> _Your task_: Omit the pictures from the entries below and retype everything else exactly.

> _Provided material_:

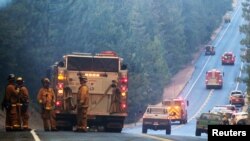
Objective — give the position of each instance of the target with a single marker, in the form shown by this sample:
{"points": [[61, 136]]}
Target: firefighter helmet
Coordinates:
{"points": [[83, 78], [11, 76], [45, 80], [19, 80]]}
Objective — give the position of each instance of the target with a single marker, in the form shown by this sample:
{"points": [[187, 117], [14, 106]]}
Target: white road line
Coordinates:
{"points": [[241, 67], [154, 137], [35, 135]]}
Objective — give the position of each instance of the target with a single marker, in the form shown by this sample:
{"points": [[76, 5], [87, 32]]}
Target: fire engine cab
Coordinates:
{"points": [[177, 109], [228, 58], [108, 89], [214, 79]]}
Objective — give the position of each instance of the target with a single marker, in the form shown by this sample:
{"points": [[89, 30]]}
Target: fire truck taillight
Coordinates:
{"points": [[60, 85], [60, 92], [60, 76], [124, 80], [123, 88], [58, 103], [123, 105], [92, 75]]}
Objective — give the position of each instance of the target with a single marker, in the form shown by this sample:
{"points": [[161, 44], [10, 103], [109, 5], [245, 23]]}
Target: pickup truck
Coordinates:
{"points": [[156, 118], [206, 119]]}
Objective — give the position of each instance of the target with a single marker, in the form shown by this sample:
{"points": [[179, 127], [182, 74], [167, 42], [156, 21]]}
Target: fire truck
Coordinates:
{"points": [[177, 109], [108, 90], [228, 58], [214, 79]]}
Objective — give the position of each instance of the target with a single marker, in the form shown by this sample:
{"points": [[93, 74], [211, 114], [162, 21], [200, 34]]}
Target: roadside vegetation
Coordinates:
{"points": [[245, 28]]}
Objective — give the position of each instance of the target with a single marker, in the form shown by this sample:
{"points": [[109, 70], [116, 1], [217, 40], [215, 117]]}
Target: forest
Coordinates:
{"points": [[156, 38]]}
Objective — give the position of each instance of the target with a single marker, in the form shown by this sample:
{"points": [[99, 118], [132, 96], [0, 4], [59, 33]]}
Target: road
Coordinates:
{"points": [[200, 99]]}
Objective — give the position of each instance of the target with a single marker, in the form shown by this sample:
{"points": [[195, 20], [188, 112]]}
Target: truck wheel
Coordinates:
{"points": [[184, 121], [197, 132], [168, 130], [144, 129]]}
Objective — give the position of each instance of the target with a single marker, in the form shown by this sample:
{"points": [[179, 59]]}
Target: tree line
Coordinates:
{"points": [[156, 38]]}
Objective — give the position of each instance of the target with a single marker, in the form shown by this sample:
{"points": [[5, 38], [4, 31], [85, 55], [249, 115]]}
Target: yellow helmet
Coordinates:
{"points": [[19, 79]]}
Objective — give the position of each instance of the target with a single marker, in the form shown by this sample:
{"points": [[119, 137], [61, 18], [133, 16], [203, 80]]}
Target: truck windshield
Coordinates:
{"points": [[92, 64], [157, 110]]}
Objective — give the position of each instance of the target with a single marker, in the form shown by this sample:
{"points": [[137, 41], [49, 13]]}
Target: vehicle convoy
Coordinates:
{"points": [[228, 58], [214, 79], [206, 119], [209, 50], [177, 109], [108, 89], [227, 17], [237, 98], [156, 118]]}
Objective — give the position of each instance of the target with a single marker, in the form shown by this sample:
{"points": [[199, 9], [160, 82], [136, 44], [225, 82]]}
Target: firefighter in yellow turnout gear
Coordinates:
{"points": [[22, 105], [115, 105], [46, 99], [82, 105]]}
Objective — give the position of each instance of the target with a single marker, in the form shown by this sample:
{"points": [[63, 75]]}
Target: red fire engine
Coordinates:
{"points": [[108, 89], [214, 79], [228, 58]]}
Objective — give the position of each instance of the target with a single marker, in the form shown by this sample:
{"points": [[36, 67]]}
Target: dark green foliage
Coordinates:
{"points": [[245, 28], [156, 38]]}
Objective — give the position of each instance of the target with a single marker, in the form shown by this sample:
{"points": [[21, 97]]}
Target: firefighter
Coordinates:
{"points": [[46, 99], [23, 103], [9, 104], [225, 119], [82, 105], [233, 120], [115, 105]]}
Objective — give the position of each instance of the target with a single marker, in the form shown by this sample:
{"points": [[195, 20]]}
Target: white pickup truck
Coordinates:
{"points": [[156, 118]]}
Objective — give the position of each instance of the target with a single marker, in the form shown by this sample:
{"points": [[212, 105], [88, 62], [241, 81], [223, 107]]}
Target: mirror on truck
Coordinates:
{"points": [[60, 64], [123, 67]]}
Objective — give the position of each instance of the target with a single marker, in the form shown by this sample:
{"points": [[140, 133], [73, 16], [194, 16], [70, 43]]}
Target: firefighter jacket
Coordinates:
{"points": [[11, 95], [83, 96], [46, 97], [24, 94]]}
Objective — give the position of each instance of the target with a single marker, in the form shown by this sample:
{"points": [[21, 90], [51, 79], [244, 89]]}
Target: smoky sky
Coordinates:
{"points": [[4, 3]]}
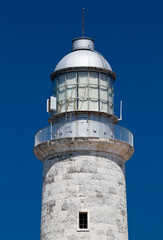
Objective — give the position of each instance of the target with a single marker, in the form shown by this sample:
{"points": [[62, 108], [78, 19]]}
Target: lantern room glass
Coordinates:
{"points": [[84, 91]]}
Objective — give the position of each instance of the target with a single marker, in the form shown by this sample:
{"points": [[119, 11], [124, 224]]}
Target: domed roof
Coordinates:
{"points": [[83, 55]]}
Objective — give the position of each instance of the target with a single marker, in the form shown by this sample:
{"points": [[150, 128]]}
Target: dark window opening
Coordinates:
{"points": [[83, 220]]}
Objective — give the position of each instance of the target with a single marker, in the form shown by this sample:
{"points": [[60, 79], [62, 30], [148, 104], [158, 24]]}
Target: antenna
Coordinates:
{"points": [[120, 111], [83, 24]]}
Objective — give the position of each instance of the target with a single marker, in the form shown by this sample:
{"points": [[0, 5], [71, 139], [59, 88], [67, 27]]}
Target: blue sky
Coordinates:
{"points": [[35, 35]]}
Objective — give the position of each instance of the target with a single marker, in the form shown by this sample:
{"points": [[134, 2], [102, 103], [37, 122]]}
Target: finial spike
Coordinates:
{"points": [[83, 24]]}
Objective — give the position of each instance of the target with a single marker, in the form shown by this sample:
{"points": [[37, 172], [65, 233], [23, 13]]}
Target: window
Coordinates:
{"points": [[83, 220]]}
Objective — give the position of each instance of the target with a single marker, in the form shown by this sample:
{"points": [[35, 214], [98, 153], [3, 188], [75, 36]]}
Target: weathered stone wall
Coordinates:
{"points": [[84, 180]]}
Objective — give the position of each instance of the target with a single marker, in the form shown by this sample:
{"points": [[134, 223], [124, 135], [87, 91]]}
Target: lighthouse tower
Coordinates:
{"points": [[83, 152]]}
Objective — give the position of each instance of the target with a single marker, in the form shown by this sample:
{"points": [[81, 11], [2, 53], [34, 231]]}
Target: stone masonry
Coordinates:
{"points": [[83, 180]]}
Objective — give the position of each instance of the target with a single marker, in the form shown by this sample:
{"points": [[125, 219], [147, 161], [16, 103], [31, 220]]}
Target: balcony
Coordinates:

> _Answer to this problem_:
Objective — give the position of each instance of the target with a single marker, in the form shown by this sample:
{"points": [[61, 136]]}
Target: firefighter helmet
Coordinates:
{"points": [[83, 78], [11, 76], [45, 80], [19, 80]]}
Objective — give the position of each instance of the target with a single marker, in the form shown by this sample:
{"points": [[187, 117], [14, 106]]}
Target: white road line
Coordinates:
{"points": [[241, 67], [154, 137], [35, 135]]}
Objective — give the position of each instance of the target with a single marker, in the form shown by this sample:
{"points": [[76, 5], [87, 32]]}
Target: fire engine cab
Coordinates:
{"points": [[177, 109], [228, 58], [108, 89], [214, 79]]}
Objective — give the position of each instance of the target with a single marker, in the form shown by this sample:
{"points": [[89, 30]]}
Target: fire truck taillight
Coordinates:
{"points": [[60, 85], [60, 92], [60, 76], [124, 80], [123, 88], [58, 103], [123, 105], [92, 75]]}
Objective — give the position of each instance of the target with a single marker, in the form shown by this sample:
{"points": [[161, 44], [10, 103], [109, 5], [245, 23]]}
Target: pickup truck
Coordinates:
{"points": [[156, 118], [206, 119]]}
Objective — give the position of each instance of the target with a single marker, in the form shown by this sample:
{"points": [[179, 127], [182, 74], [167, 42], [156, 21]]}
Target: fire truck
Coordinates:
{"points": [[177, 109], [108, 90], [228, 58], [214, 79]]}
Objective — give the position of each instance of the target with a single marker, in the form shown by this sample:
{"points": [[93, 74], [211, 114], [162, 21], [200, 34]]}
Target: roadside vegetation
Coordinates:
{"points": [[245, 28]]}
Objective — give the position of each instance of the target with a single marker, in the form shown by this sample:
{"points": [[109, 70], [116, 1], [217, 40], [215, 117]]}
Target: forest
Coordinates:
{"points": [[156, 38]]}
Objective — give the position of each instance of the target with a single marker, in the form shown by this sample:
{"points": [[99, 118], [132, 96], [0, 4], [59, 33]]}
Target: road
Coordinates:
{"points": [[200, 99]]}
Objective — give the position of each instance of the target with a single marker, in the form shown by this sample:
{"points": [[195, 20], [188, 112]]}
Target: truck wheel
Coordinates:
{"points": [[184, 121], [197, 132], [168, 130], [144, 129]]}
Objective — give the position of each instance of the target with a single marker, in the form shown by this sample:
{"points": [[179, 59]]}
Target: tree line
Coordinates:
{"points": [[156, 38]]}
Objective — give the position of each instance of the target with a single marker, in the form shown by this sample:
{"points": [[5, 38], [4, 31], [85, 55], [249, 115]]}
Target: yellow helmet
Coordinates:
{"points": [[19, 79]]}
Objective — give the position of each instance of the target with a single marker, in the form shown by this sample:
{"points": [[119, 137], [61, 18], [133, 16], [203, 80]]}
Target: truck windshield
Coordinates:
{"points": [[92, 64], [157, 110]]}
Objective — give the position of each instance of the target with a single marker, in the form shown by this sample:
{"points": [[137, 41], [49, 13]]}
Target: vehicle convoy
Coordinates:
{"points": [[228, 58], [214, 79], [206, 119], [209, 50], [177, 109], [108, 89], [227, 17], [237, 98], [156, 118]]}
Objective — give the position of each instance of the target with a single marker, in the form shown by this sample:
{"points": [[199, 9], [160, 82], [136, 44], [225, 82]]}
Target: firefighter in yellow turnout gear
Coordinates:
{"points": [[22, 105], [115, 105], [46, 99], [82, 105]]}
Objective — give the position of each instance of the target with a single marker, in the form shown by this sample:
{"points": [[63, 75]]}
Target: red fire engine
Coordinates:
{"points": [[108, 89], [214, 79], [228, 58]]}
Objective — give the position of each instance of the target with a single marker, in the form shown by this sample:
{"points": [[36, 67]]}
Target: dark green foliage
Coordinates:
{"points": [[245, 28], [156, 38]]}
Objective — give the position of each instance of the target with a single marker, in the form shown by this sample:
{"points": [[21, 97]]}
Target: firefighter
Coordinates:
{"points": [[46, 99], [23, 103], [9, 104], [225, 119], [82, 105], [233, 120], [115, 105]]}
Objective — give the position of each instance of the target with a single marker, in the form shown by this sample:
{"points": [[195, 20]]}
Target: white pickup truck
Coordinates:
{"points": [[156, 118]]}
Objective — give the position of each instance of the target with a single marker, in the form shown by this sample:
{"points": [[212, 105], [88, 62], [241, 81], [223, 107]]}
Target: mirror on truck
Coordinates:
{"points": [[60, 64], [123, 67]]}
Objective — give the position of each instance of the target with a single marker, in the form shown by this sample:
{"points": [[140, 133], [73, 16], [194, 16], [70, 43]]}
Target: firefighter jacket
Coordinates:
{"points": [[11, 95], [83, 96], [46, 97], [24, 94]]}
Objective — give the position of each instance of the target with a single marker, in the form shown by this sample:
{"points": [[21, 90], [51, 79], [244, 89]]}
Target: smoky sky
Coordinates:
{"points": [[4, 3]]}
Objective — give the position of each instance of the target with a single marker, in the form shown by this sample:
{"points": [[62, 108], [78, 19]]}
Target: lantern room glass
Coordinates:
{"points": [[84, 91]]}
Objective — give the position of each instance of the target with a single marker, in the form shown by this sample:
{"points": [[119, 11], [124, 224]]}
Target: domed roof
Coordinates:
{"points": [[83, 55]]}
Objective — give the position of each instance of the target with a single marker, in the form shown by this sample:
{"points": [[150, 128]]}
Target: dark window opening
Coordinates:
{"points": [[83, 220]]}
Objective — give the position of each instance of the target with a single marker, in the form shown by this sample:
{"points": [[60, 79], [62, 30], [148, 104], [158, 24]]}
Target: antenna
Coordinates:
{"points": [[120, 111], [83, 24]]}
Objective — give the position of each instance of the target with a single marker, in the form shown by this sample:
{"points": [[0, 5], [71, 139], [59, 88], [67, 27]]}
Target: blue sky
Coordinates:
{"points": [[35, 35]]}
Objective — give the position of each instance of the target with a single marker, in the form shown by this sample:
{"points": [[134, 2], [102, 103], [37, 122]]}
Target: finial spike
Coordinates:
{"points": [[83, 24]]}
Objective — give the position of each instance of the target with a single marker, in the form shown by this sample:
{"points": [[37, 172], [65, 233], [23, 13]]}
Target: window
Coordinates:
{"points": [[83, 220]]}
Objective — give the position of each instance of the target with a single marker, in the form shown by this sample:
{"points": [[35, 214], [98, 153], [3, 188], [75, 36]]}
Target: weathered stone wall
Coordinates:
{"points": [[84, 180]]}
Objective — give the position of each instance of the target with a single marker, in the form shown by this sample:
{"points": [[134, 223], [124, 135], [87, 91]]}
Target: lighthouse tower
Coordinates:
{"points": [[83, 152]]}
Objective — give the position of each instance of the target with a single marker, in the form shown by this sample:
{"points": [[81, 11], [2, 53], [34, 231]]}
Target: stone masonry
Coordinates:
{"points": [[83, 180]]}
Objective — give the position of each instance of the target with a single marker, in the form shown by this sample:
{"points": [[125, 219], [147, 161], [16, 103], [31, 220]]}
Target: balcony
Coordinates:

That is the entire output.